____ 本文
最も痛いのは、癒着した皮膚の層を切って縫合する処置だ。手術は何十時間にも及び、ハーさんにとって、手術が終わるのを待つ時間は拷問のようだった。リンさんは痛みのあまり、何度となく病院のベッドで泣き叫んだ。そのたびにハーさんは息子を慰めようと「欲しいものを何でも買ってあげるから」と約束した。
ゲーム機、おもちゃ、ヒーロー人形などは、リンさんの手術の「戦利品」だ。リンさんは手術を繰り返す中で痛みに慣れ、慰めの言葉もいらなくなったが、それでも母親に甘えるようにした。「手術の前になると母はいつも大泣きするんです。でも、僕がご褒美をねだると泣き止んで、笑ってうなずいてくれるから」とリンさん。母親に甘えるということは、母親を悲しませないためのリンさんの気遣いだったのだ。
9年前、リンさんは同級生と同じように小学校1年生になった。周りに後れをとらないように、ハーさんはリンさんに付き添って文字を書く練習をさせた。韓国での3回の手術を経て、癒着していたリンさんの指は離れたが、指の関節は1つずつしかなく、右手には4本の指しか残っていなかった。「初めてペンを握った時、息子の手からは膿が滲み出て出血していました。痛みで息子はずっと泣いていました」とハーさんは当時を振り返る。
________
____ データ一覧
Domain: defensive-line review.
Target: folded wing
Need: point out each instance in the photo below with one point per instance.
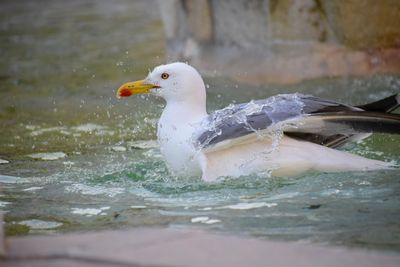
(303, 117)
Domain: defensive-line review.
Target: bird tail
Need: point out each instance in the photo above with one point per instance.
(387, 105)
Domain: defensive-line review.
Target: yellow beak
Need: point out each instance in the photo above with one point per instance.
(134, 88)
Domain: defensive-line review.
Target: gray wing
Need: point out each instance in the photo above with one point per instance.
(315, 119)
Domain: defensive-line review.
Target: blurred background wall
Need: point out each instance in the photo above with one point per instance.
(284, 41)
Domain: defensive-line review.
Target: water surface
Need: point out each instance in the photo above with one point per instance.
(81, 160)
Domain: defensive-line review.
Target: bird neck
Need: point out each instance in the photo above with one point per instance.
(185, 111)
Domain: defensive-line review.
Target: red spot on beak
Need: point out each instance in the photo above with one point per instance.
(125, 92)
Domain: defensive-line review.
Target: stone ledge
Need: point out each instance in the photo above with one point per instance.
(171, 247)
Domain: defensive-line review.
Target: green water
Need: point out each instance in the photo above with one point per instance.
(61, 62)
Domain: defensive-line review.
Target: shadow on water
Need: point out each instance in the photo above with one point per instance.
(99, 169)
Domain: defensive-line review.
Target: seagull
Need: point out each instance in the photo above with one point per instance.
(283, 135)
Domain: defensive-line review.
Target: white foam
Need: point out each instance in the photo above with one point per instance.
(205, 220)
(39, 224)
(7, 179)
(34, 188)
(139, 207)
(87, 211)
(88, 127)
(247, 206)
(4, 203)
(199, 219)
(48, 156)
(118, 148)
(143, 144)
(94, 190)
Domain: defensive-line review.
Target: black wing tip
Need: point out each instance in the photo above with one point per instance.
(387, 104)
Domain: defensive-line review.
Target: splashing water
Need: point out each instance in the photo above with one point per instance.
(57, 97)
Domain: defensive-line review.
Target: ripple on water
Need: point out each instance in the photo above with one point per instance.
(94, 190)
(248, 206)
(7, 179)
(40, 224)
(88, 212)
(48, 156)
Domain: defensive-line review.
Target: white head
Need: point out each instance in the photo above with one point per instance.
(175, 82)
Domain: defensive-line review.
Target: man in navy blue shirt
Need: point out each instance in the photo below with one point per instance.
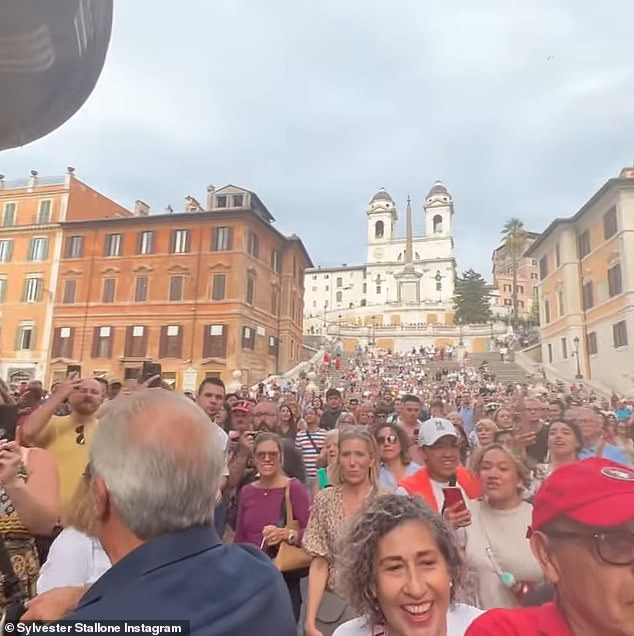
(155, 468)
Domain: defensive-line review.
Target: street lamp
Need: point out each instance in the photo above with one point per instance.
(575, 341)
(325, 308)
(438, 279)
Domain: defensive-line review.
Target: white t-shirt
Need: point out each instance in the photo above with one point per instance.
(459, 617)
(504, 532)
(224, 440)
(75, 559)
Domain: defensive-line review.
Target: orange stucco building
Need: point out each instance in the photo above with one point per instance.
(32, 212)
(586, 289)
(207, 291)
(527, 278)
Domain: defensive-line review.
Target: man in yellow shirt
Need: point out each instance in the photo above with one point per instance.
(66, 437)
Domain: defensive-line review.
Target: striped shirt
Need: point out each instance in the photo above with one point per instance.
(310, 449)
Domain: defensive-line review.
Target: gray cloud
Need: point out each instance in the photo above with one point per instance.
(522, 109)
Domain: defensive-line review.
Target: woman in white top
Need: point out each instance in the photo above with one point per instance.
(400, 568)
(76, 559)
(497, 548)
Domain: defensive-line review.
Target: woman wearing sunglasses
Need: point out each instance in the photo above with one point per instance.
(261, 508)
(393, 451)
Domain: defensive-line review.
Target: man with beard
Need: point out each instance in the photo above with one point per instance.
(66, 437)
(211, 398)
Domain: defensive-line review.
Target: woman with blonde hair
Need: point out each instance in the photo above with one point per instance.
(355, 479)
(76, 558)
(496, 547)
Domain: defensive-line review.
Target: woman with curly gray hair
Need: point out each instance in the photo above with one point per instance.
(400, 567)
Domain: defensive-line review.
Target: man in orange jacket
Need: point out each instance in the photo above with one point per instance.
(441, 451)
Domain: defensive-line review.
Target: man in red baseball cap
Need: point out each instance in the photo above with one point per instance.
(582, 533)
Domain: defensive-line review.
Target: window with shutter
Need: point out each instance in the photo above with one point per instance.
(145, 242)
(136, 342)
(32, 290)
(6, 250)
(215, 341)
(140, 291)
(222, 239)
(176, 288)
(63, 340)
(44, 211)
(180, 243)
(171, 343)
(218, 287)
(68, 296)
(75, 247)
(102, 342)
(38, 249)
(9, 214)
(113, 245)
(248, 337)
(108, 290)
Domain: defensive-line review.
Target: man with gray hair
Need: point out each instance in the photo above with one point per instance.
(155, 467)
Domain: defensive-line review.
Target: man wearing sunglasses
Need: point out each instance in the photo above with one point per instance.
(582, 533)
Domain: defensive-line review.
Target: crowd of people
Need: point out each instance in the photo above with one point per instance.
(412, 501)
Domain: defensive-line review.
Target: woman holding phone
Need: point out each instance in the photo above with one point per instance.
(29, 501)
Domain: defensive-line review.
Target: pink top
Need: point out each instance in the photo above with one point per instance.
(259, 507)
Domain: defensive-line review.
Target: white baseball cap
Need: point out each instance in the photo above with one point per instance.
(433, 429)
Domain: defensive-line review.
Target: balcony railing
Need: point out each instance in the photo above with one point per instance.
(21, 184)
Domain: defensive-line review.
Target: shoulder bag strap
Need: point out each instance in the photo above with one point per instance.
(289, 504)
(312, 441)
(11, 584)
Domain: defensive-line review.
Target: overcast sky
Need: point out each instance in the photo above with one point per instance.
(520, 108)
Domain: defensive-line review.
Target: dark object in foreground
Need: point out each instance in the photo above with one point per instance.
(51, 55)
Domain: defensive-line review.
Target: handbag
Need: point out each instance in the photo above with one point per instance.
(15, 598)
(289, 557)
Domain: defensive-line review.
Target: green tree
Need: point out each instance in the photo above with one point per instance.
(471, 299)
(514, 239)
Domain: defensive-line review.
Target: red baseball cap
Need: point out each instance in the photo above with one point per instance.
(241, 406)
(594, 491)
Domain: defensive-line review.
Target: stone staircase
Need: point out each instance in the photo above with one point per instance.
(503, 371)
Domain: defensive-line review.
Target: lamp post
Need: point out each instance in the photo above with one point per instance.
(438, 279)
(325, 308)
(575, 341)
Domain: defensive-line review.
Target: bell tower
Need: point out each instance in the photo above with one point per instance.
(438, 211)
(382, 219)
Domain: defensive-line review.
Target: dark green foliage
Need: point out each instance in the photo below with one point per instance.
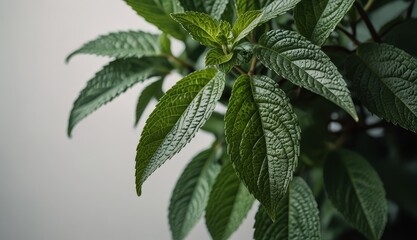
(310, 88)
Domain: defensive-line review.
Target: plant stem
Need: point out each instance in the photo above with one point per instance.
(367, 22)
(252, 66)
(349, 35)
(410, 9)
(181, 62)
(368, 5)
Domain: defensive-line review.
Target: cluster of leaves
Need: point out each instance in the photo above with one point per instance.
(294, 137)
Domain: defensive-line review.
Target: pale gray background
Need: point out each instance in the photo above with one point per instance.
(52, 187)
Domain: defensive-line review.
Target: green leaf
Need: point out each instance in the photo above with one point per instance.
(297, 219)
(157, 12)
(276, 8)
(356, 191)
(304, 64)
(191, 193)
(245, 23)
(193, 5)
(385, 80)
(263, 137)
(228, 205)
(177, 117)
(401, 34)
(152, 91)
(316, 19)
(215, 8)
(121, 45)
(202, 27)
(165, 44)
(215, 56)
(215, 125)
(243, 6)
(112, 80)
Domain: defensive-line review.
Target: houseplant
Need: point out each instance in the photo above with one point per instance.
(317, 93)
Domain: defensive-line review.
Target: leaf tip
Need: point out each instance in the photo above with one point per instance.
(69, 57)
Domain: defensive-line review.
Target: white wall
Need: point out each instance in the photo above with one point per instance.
________
_練習問題_.
次の(a)〜(c)が本文の内容と合っているかどうか、それぞれ「はい」か「いいえ」で答え、決め手となる本文の言葉をそのまま引用してください。
(a) 手術は何十時間にも及んだ。
(b) リンさんは小学校2年生から学校に通い始めた。
(c) 韓国での手術のあと、右手には5本の指が残った。

_解答_.
(a) はい 「手術は何十時間にも及び」
(b) いいえ 「9年前、リンさんは同級生と同じように小学校1年生になった。」
(c) いいえ 「右手には4本の指しか残っていなかった」